| Assigned task |
Give back each line of the material that contains the word "form".

| Extracted material |

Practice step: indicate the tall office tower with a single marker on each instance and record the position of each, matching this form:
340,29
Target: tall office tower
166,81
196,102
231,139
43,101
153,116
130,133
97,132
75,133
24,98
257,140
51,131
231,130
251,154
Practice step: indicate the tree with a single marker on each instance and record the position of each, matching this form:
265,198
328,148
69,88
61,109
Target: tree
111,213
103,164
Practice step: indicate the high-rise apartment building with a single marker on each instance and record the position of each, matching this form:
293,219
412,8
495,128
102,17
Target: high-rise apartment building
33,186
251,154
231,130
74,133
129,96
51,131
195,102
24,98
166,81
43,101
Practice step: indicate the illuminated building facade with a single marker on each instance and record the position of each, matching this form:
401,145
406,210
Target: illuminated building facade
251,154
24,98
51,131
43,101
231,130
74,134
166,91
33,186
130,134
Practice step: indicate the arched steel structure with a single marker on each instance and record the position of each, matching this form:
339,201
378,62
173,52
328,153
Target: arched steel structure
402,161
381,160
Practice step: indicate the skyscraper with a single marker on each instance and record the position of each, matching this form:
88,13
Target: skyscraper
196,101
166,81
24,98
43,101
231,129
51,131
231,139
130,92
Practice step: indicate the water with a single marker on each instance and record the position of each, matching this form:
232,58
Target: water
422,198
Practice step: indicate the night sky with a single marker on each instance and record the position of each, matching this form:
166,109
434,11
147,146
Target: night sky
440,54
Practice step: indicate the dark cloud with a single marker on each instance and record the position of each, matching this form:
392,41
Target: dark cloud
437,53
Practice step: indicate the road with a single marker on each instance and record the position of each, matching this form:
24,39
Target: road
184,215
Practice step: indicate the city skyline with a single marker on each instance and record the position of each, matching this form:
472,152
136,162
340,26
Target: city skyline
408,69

| Task result |
Practice step: indicate the tall office tower with a single marker on each instance and record the position of each, matching this form:
Practice step: indicate the tree with a single marker on each instance and record the position of each, matching this form:
Practice step: indicate the high-rise apartment building with a single marker on each instance and record the position of each, matching this form:
Practice step: indicate the illuminated building facade with a single marker on each instance and record the position of each, matching this form:
Practice step: indicate the arched steel structure with a single marker on each instance and record the position of each, matching this form:
Practice step: indicate the skyscraper with a single marker on each instance and record the position of each, matching this form:
Practice step: indicate the water with a single marker on each instance and record the position of each, matching this form:
Practice step: indicate the night sky with a single marker on each instance and record the position of each, matching this form:
Practice step: indicate the dark cloud with a single marker on each instance and record the position of each, matching this form:
Practice step: indicate the road with a single marker on each instance and record the position of each, matching this form:
Practice step: indicate the city skyline with a single marker on each instance and record the position of each, matching this form:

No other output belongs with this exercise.